[EXERCISE INPUT]
================

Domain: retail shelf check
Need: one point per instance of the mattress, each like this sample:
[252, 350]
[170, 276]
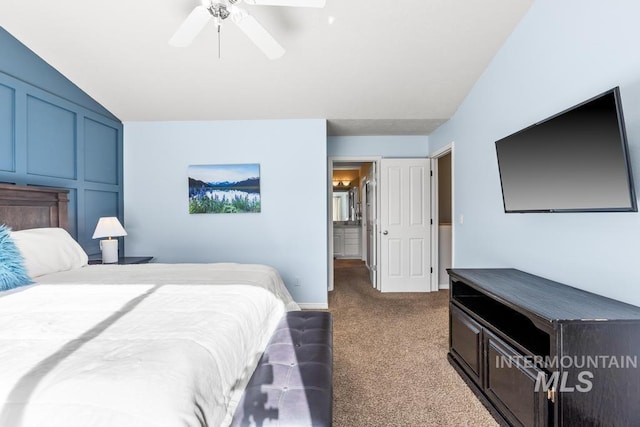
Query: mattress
[135, 345]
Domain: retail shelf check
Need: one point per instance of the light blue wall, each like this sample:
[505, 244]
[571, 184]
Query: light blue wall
[53, 134]
[383, 146]
[562, 53]
[290, 233]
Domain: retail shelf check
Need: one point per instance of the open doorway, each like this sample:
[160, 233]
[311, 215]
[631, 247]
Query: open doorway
[442, 191]
[352, 212]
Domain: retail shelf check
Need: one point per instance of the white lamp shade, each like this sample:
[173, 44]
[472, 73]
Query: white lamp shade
[109, 227]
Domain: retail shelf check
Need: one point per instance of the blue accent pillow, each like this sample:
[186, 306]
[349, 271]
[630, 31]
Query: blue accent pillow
[13, 273]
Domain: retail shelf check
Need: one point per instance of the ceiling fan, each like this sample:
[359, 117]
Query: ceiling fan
[219, 10]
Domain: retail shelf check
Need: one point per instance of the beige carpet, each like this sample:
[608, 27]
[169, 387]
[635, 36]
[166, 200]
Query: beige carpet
[390, 358]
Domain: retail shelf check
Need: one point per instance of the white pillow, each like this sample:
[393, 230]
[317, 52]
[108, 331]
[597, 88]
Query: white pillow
[49, 250]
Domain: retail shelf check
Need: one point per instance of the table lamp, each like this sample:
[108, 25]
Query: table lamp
[109, 227]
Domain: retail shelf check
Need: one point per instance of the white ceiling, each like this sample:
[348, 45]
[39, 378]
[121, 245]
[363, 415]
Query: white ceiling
[370, 67]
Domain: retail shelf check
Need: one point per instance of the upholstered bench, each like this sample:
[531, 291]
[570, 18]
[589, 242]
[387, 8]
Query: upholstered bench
[292, 385]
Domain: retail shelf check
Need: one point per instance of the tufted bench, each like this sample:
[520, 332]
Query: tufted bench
[292, 385]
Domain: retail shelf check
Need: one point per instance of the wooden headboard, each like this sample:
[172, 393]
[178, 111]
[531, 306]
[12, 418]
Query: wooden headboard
[23, 207]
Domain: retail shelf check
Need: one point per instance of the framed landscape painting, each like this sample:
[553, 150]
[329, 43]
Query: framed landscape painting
[224, 188]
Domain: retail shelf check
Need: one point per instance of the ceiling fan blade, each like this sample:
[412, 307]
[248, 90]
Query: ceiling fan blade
[191, 27]
[294, 3]
[257, 33]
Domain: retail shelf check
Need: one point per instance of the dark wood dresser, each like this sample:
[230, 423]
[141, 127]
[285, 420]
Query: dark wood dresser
[540, 353]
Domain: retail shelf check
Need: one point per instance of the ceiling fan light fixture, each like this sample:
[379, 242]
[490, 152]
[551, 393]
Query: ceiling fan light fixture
[219, 10]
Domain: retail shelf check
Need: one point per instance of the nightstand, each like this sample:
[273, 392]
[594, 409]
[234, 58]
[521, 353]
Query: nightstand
[125, 260]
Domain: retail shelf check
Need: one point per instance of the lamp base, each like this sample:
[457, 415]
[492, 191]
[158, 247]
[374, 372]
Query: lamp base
[109, 251]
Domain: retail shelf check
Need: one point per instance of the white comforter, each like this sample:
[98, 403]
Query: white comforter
[140, 345]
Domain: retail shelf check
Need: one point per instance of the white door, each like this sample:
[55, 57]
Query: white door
[405, 229]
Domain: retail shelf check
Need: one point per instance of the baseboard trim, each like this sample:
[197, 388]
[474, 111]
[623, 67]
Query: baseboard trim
[314, 305]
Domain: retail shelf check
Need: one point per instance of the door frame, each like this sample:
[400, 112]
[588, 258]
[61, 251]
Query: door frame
[330, 162]
[443, 151]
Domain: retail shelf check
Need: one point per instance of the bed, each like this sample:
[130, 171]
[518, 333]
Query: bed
[125, 345]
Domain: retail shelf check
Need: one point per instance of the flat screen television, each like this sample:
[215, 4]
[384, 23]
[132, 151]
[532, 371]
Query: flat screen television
[575, 161]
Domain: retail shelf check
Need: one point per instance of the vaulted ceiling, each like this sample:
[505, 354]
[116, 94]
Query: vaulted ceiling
[370, 67]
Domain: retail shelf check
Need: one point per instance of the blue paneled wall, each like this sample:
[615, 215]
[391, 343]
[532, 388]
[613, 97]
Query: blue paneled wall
[53, 134]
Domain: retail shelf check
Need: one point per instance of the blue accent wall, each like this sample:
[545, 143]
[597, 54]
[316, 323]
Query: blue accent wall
[53, 134]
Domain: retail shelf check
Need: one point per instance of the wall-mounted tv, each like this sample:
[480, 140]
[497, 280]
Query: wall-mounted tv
[575, 161]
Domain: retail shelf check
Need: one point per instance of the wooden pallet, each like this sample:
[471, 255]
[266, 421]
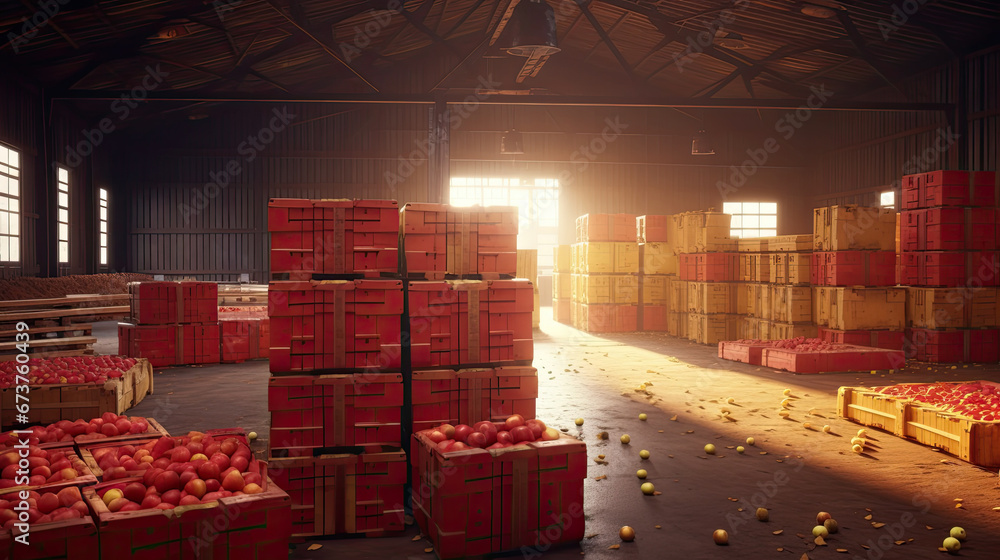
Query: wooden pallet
[51, 403]
[975, 441]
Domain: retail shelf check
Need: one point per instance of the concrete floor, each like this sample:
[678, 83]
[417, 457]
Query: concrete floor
[908, 487]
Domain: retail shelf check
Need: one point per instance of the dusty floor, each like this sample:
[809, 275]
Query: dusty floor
[909, 488]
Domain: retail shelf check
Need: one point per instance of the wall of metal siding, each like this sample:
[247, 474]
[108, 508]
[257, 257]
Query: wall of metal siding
[181, 225]
[20, 124]
[910, 141]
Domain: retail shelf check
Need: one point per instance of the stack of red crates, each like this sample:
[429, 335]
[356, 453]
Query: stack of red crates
[333, 237]
[949, 238]
[172, 323]
[440, 240]
[336, 390]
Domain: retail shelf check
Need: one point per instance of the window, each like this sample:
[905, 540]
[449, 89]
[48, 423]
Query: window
[888, 199]
[10, 209]
[103, 219]
[63, 221]
[752, 219]
[537, 202]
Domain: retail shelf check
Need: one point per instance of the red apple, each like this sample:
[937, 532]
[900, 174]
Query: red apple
[135, 492]
[165, 481]
[233, 481]
[514, 421]
[462, 432]
[522, 433]
[476, 439]
[436, 436]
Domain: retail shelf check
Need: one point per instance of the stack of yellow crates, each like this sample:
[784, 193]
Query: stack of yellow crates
[840, 228]
[562, 284]
[527, 267]
[709, 271]
[606, 267]
[658, 267]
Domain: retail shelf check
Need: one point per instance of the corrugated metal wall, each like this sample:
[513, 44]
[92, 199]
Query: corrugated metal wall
[620, 160]
[860, 154]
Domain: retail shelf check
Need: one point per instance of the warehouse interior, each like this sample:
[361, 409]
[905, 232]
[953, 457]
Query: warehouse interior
[148, 141]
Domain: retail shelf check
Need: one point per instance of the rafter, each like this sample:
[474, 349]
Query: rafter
[867, 55]
[299, 27]
[607, 39]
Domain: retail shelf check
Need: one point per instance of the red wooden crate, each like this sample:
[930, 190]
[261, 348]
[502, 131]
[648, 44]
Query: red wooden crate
[74, 539]
[653, 318]
[247, 526]
[333, 236]
[454, 323]
[476, 502]
[160, 303]
[464, 396]
[949, 229]
[854, 268]
[826, 357]
[157, 343]
[954, 346]
[199, 344]
[717, 267]
[235, 340]
[890, 340]
[951, 269]
[309, 412]
[949, 188]
[335, 325]
[336, 494]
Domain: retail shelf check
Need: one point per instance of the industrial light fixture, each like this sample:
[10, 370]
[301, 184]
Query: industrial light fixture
[823, 9]
[701, 144]
[512, 143]
[730, 40]
[533, 30]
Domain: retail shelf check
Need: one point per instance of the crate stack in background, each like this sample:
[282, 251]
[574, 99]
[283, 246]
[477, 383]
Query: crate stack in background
[780, 307]
[658, 267]
[606, 265]
[172, 323]
[527, 268]
[709, 275]
[949, 263]
[562, 284]
[853, 272]
[336, 392]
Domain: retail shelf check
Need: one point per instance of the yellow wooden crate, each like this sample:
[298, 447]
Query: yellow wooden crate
[861, 308]
[657, 258]
[791, 304]
[562, 285]
[975, 441]
[852, 228]
[711, 298]
[789, 268]
[791, 243]
[609, 258]
[951, 308]
[752, 328]
[609, 288]
[677, 324]
[653, 290]
[562, 258]
[677, 294]
[712, 329]
[527, 264]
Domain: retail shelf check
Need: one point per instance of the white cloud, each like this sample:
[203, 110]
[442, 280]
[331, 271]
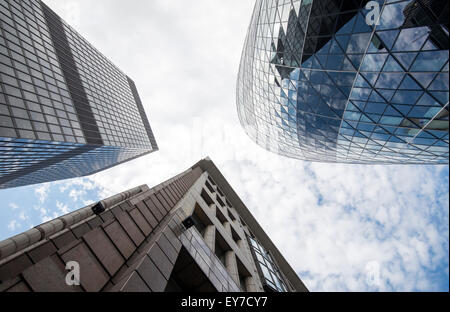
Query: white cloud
[185, 71]
[13, 206]
[13, 225]
[42, 192]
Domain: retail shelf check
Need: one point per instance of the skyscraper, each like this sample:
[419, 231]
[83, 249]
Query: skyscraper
[190, 233]
[65, 110]
[325, 80]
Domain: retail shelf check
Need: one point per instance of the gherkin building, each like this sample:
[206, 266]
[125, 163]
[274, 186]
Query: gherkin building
[347, 81]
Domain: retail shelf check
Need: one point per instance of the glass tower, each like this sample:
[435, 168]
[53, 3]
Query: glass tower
[348, 81]
[65, 110]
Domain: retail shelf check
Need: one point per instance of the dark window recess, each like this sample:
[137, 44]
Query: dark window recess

================

[TO DO] Please collect every line of the items above that contains the word "glass", and note that case counts.

[FULL ANSWER]
Need: one point per instance of the glass tower, each like this sample:
Query: glass tower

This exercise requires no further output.